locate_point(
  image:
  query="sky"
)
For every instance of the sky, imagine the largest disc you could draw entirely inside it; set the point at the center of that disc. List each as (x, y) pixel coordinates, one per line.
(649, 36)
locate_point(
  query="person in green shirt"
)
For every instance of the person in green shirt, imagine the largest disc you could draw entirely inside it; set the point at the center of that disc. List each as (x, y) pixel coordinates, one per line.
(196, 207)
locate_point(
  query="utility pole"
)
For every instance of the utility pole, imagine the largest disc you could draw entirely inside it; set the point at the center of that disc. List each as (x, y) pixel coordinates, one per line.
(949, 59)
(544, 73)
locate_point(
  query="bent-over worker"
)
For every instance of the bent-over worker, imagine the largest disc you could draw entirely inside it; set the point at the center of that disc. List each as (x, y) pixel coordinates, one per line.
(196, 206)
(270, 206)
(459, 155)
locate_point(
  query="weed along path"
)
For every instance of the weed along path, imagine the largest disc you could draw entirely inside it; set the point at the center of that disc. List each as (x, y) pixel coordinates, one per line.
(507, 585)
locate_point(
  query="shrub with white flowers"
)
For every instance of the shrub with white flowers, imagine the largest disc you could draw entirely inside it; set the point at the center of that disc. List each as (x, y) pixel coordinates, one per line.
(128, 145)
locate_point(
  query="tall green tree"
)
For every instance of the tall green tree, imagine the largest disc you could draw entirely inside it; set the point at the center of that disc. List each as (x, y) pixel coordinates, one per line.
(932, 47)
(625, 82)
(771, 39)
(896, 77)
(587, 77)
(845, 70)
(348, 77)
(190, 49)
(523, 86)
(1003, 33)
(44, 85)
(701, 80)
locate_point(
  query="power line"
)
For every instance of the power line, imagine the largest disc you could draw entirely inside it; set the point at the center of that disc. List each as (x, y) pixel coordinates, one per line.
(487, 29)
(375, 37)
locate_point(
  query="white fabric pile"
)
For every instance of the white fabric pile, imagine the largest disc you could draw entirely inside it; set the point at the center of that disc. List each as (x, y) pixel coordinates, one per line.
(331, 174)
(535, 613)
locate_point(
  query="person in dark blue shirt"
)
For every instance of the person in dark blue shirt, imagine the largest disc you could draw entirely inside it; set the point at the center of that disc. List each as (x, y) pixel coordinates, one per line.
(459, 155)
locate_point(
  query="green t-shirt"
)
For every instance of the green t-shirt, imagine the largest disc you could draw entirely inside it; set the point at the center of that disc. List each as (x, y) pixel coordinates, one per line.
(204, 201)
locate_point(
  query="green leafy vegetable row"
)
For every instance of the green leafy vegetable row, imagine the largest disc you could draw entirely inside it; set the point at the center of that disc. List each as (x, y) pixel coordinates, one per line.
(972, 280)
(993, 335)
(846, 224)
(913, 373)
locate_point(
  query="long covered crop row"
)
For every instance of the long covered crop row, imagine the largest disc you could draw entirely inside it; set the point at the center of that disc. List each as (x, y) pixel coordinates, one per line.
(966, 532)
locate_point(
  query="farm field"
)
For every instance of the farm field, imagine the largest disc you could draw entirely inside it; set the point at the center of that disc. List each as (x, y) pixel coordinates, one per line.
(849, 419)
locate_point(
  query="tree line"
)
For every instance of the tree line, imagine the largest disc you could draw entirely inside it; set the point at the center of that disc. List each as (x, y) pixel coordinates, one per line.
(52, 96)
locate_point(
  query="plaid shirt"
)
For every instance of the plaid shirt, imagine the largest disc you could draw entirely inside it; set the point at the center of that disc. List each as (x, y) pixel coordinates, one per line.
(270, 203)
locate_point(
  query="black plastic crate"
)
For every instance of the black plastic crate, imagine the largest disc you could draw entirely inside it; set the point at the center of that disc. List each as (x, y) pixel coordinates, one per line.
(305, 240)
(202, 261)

---

### WHAT NEEDS TO BE DONE:
From the records above, please extract every line and repeat it exactly.

### ANSWER IN FULL:
locate_point(
  image:
  query="sky"
)
For every instance of the sky, imagine the largest disc you could draw entirely inside it; set the point at the center of that disc. List each as (x, y) pixel coordinates, one per line.
(649, 36)
locate_point(
  query="person in green shirt"
)
For every instance of the person in green shirt, imagine the largest disc you could draw entirely inside it; set the point at the center of that disc. List each as (x, y) pixel coordinates, one per line.
(196, 207)
locate_point(
  query="utility pole"
)
For every instance of the utility pole, imagine the largest disc you could draw entirely inside it; set the point at the center of that disc. List each as (x, y) pixel coordinates, one per line.
(949, 59)
(544, 73)
locate_point(
  query="bent-over worker"
)
For every instance of the bent-over worker, imagine the largest disc you could draw entirely inside it; set the point at the center of that disc. List each as (x, y) pixel coordinates, one per line.
(196, 206)
(270, 206)
(459, 155)
locate_point(
  query="weed along path"
)
For every instance of the weed along path, imagine the largest disc you could draw entirely inside it; set the point at the center of that disc. List each as (x, y) pixel coordinates, one per line.
(507, 585)
locate_point(
  query="shrub with white flowers"
)
For every instance of the shrub with white flowers, imagine the largest disc you could draw entirely inside it; set the point at the center of that disc. List each as (x, y) pixel coordinates, one per line.
(128, 145)
locate_point(
  query="tall green tree"
)
For every instance of the tall green tree, imagine the largest disc you could draw entirely inside it; set the point at the center of that disc. List each as (x, y) pixel coordinates, one per line.
(932, 47)
(625, 82)
(771, 39)
(896, 77)
(587, 77)
(845, 70)
(348, 77)
(190, 49)
(523, 86)
(1003, 33)
(44, 85)
(701, 80)
locate_point(
  query="power line"
)
For every instance of the power line, imagine the largest disc you could draw entirely inside it; set the point at the center of that disc. List each as (x, y) pixel coordinates, one per line.
(487, 29)
(375, 37)
locate_point(
  query="white fabric pile"
)
For every instance of the white fabric pile, imagine the largest disc you could draw entirely inside it; set the point at the center of that disc. List each as (x, y) pixel coordinates, one per line.
(331, 174)
(535, 613)
locate_point(
  query="person in dark blue shirt"
)
For every instance of the person in dark blue shirt, imagine the largest disc you could draw entirely inside it; set the point at the center of that disc. List each as (x, y) pixel coordinates, one per line.
(459, 155)
locate_point(
  query="green t-shirt"
)
For every instance of the green t-shirt, imagine the largest disc you could draw entirely inside it; set the point at the center of that disc. List each as (x, y) pixel coordinates, one per line.
(204, 201)
locate_point(
  query="green leafy vegetable row"
)
For every instance of the green leafy vegetable row, imagine the largest disc you could draw entirely inside it; set the point at the center of that disc. List each as (x, y) pixel coordinates, one per line.
(972, 280)
(993, 335)
(846, 224)
(913, 373)
locate_point(
  query="long covered crop row"
)
For every instance of the long covered crop row, imagine the largest disc you could draw entirely inside it; set the point at the center of that disc. List each as (x, y) pixel coordinates, one per line.
(966, 532)
locate_point(
  query="farm field"
)
For every instance of the farm field, imagine the largest disc you could draw entirely inside it; set the point at the center of that disc. List each as (x, y) pixel coordinates, one per line.
(849, 419)
locate_point(
  query="tree line"
)
For every instance of the tree line, imagine the largest disc you could draw entirely inside it; set the point at the center of that disc. List each as (x, y) pixel coordinates, one per line.
(52, 96)
locate_point(
  query="plaid shirt"
)
For every instance of the plaid shirt, imagine the largest disc you could draw entirely inside it; set the point at the center of that disc. List each as (x, y) pixel coordinates, one per line.
(270, 203)
locate_point(
  query="black plastic crate"
)
For every instance of the black plastic crate, imagine the largest disc you could draw entirely inside it; set the point at the center of that disc. List each as (x, y) pixel coordinates, one per line.
(305, 240)
(202, 261)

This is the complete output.